==== Recorded data ====

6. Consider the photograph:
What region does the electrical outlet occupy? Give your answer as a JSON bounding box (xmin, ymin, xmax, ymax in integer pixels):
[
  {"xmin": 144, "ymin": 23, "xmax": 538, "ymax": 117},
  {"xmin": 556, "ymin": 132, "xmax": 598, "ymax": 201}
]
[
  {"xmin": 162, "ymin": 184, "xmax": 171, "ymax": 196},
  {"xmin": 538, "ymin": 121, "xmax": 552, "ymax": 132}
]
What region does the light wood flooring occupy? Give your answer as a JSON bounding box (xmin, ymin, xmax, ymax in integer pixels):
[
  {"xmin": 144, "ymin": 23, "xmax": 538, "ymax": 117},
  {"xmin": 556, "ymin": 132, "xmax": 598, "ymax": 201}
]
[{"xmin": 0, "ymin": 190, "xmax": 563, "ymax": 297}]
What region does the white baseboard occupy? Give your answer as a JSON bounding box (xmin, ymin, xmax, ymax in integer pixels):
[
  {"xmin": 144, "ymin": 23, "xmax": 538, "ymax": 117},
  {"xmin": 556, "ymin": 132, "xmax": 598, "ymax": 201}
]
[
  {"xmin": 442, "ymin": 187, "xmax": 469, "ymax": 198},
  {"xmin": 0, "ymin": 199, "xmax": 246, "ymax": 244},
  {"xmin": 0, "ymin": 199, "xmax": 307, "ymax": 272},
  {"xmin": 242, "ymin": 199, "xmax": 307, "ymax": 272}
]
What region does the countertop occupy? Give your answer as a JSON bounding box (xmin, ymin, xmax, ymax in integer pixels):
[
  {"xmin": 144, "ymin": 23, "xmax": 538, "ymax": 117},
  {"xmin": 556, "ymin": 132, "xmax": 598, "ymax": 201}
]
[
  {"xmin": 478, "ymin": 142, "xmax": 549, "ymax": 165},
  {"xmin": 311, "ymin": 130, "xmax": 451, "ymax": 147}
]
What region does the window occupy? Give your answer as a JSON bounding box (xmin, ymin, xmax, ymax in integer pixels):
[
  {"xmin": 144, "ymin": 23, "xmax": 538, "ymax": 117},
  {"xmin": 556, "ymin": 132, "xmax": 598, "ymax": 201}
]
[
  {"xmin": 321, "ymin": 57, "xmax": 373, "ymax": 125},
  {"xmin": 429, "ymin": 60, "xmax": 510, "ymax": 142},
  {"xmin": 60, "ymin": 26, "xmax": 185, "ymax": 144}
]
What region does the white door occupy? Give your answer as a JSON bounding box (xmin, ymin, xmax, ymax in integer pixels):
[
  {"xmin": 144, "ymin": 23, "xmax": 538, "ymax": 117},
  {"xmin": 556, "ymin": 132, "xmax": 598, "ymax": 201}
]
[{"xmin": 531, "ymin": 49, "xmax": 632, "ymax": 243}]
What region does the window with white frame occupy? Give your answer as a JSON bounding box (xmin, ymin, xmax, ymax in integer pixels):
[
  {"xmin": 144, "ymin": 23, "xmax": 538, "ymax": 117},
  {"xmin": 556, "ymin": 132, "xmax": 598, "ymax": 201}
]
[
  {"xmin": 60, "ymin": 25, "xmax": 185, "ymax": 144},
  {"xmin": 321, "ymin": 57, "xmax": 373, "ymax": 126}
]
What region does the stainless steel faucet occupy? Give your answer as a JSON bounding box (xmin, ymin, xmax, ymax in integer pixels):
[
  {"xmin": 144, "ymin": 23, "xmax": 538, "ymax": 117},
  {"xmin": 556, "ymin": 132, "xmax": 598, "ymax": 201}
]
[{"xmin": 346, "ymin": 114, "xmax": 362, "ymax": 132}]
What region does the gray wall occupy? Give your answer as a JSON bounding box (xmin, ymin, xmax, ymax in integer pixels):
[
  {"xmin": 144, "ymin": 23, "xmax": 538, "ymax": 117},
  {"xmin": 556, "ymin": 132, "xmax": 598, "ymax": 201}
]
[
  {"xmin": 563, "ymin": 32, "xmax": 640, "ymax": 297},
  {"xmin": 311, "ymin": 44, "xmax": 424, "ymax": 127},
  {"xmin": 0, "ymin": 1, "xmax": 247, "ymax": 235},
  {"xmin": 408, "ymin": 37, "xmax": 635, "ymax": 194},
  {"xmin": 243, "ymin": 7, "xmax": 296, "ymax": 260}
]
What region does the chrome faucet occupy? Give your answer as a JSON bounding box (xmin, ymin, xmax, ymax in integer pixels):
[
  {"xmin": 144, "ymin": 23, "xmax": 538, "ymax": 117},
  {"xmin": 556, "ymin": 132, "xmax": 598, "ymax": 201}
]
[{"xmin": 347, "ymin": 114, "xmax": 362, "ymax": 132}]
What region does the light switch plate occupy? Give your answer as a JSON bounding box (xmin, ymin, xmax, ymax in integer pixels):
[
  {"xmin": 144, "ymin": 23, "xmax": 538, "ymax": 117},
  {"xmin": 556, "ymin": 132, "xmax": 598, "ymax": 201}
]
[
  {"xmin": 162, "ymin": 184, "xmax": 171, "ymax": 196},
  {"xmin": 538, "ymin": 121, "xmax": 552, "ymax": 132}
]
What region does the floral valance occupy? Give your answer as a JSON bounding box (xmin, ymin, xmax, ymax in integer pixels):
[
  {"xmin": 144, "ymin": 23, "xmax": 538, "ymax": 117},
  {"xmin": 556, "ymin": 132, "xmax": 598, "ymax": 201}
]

====

Reproduce the whole listing above word for word, changing nothing.

6. Consider the photograph:
What region does the electrical outlet occupy? Give your answer as a JSON bounding box (xmin, ymin, xmax, ymax in integer pixels):
[
  {"xmin": 144, "ymin": 23, "xmax": 538, "ymax": 117},
  {"xmin": 556, "ymin": 132, "xmax": 598, "ymax": 201}
]
[
  {"xmin": 162, "ymin": 184, "xmax": 171, "ymax": 196},
  {"xmin": 538, "ymin": 121, "xmax": 552, "ymax": 132}
]
What region does the light wood flooring occupy? Give your answer as a JSON bounding box (xmin, ymin, xmax, ymax in integer pixels):
[
  {"xmin": 144, "ymin": 23, "xmax": 538, "ymax": 117},
  {"xmin": 556, "ymin": 132, "xmax": 598, "ymax": 201}
]
[{"xmin": 0, "ymin": 190, "xmax": 563, "ymax": 297}]
What region does the white baseboard occupy? Give your answer as a JSON bounding box (xmin, ymin, xmax, ymax in integer pixels):
[
  {"xmin": 144, "ymin": 23, "xmax": 538, "ymax": 117},
  {"xmin": 556, "ymin": 132, "xmax": 598, "ymax": 201}
]
[
  {"xmin": 442, "ymin": 187, "xmax": 469, "ymax": 198},
  {"xmin": 0, "ymin": 199, "xmax": 246, "ymax": 244},
  {"xmin": 0, "ymin": 199, "xmax": 307, "ymax": 272},
  {"xmin": 242, "ymin": 199, "xmax": 307, "ymax": 272}
]
What region does the countertop occupy? Give your answer as a JSON bounding box (xmin, ymin, xmax, ymax in integer pixels):
[
  {"xmin": 144, "ymin": 23, "xmax": 538, "ymax": 117},
  {"xmin": 556, "ymin": 132, "xmax": 598, "ymax": 201}
]
[
  {"xmin": 478, "ymin": 142, "xmax": 549, "ymax": 165},
  {"xmin": 311, "ymin": 130, "xmax": 451, "ymax": 147}
]
What region does the window occupy? Give your answer as a JSON bounding box (xmin, ymin, xmax, ymax in integer pixels):
[
  {"xmin": 144, "ymin": 23, "xmax": 538, "ymax": 117},
  {"xmin": 556, "ymin": 132, "xmax": 598, "ymax": 201}
]
[
  {"xmin": 321, "ymin": 57, "xmax": 373, "ymax": 125},
  {"xmin": 429, "ymin": 60, "xmax": 510, "ymax": 142},
  {"xmin": 60, "ymin": 26, "xmax": 185, "ymax": 144}
]
What region does the white door occupy? Give your answer as a JSON bounding box (xmin, ymin, xmax, ymax in integer pixels):
[
  {"xmin": 144, "ymin": 23, "xmax": 538, "ymax": 117},
  {"xmin": 556, "ymin": 132, "xmax": 598, "ymax": 201}
]
[{"xmin": 531, "ymin": 49, "xmax": 632, "ymax": 243}]
What region does the window with white frame occupy? Give your answer as a JSON bounding box (xmin, ymin, xmax, ymax in integer pixels):
[
  {"xmin": 144, "ymin": 23, "xmax": 538, "ymax": 117},
  {"xmin": 556, "ymin": 132, "xmax": 598, "ymax": 201}
]
[
  {"xmin": 60, "ymin": 25, "xmax": 185, "ymax": 144},
  {"xmin": 321, "ymin": 57, "xmax": 373, "ymax": 126}
]
What region does the stainless steel faucet occupy? Give your answer as a JSON bounding box (xmin, ymin, xmax, ymax in integer pixels):
[
  {"xmin": 144, "ymin": 23, "xmax": 538, "ymax": 117},
  {"xmin": 556, "ymin": 132, "xmax": 598, "ymax": 201}
]
[{"xmin": 346, "ymin": 114, "xmax": 362, "ymax": 132}]
What region does the gray wall occupy? Give your answer as a JSON bounding box (xmin, ymin, xmax, ymax in integer pixels):
[
  {"xmin": 144, "ymin": 23, "xmax": 538, "ymax": 117},
  {"xmin": 556, "ymin": 132, "xmax": 598, "ymax": 201}
]
[
  {"xmin": 563, "ymin": 32, "xmax": 640, "ymax": 297},
  {"xmin": 311, "ymin": 44, "xmax": 424, "ymax": 127},
  {"xmin": 0, "ymin": 1, "xmax": 247, "ymax": 235},
  {"xmin": 408, "ymin": 37, "xmax": 635, "ymax": 194},
  {"xmin": 243, "ymin": 7, "xmax": 296, "ymax": 260}
]
What region does the chrome faucet occupy? Give your answer as a JSON bounding box (xmin, ymin, xmax, ymax in integer pixels):
[
  {"xmin": 144, "ymin": 23, "xmax": 538, "ymax": 117},
  {"xmin": 556, "ymin": 132, "xmax": 598, "ymax": 201}
]
[{"xmin": 347, "ymin": 114, "xmax": 362, "ymax": 132}]
What region does the light switch plate occupy? Give your answer as a JSON bounding box (xmin, ymin, xmax, ymax in integer pixels):
[
  {"xmin": 144, "ymin": 23, "xmax": 538, "ymax": 117},
  {"xmin": 556, "ymin": 132, "xmax": 598, "ymax": 201}
]
[
  {"xmin": 162, "ymin": 184, "xmax": 171, "ymax": 196},
  {"xmin": 538, "ymin": 121, "xmax": 552, "ymax": 132}
]
What region does the floral valance occupy? Give your answer as a JSON bounding box (xmin, ymin, xmax, ymax in integer pixels):
[
  {"xmin": 144, "ymin": 23, "xmax": 538, "ymax": 117},
  {"xmin": 556, "ymin": 132, "xmax": 598, "ymax": 201}
]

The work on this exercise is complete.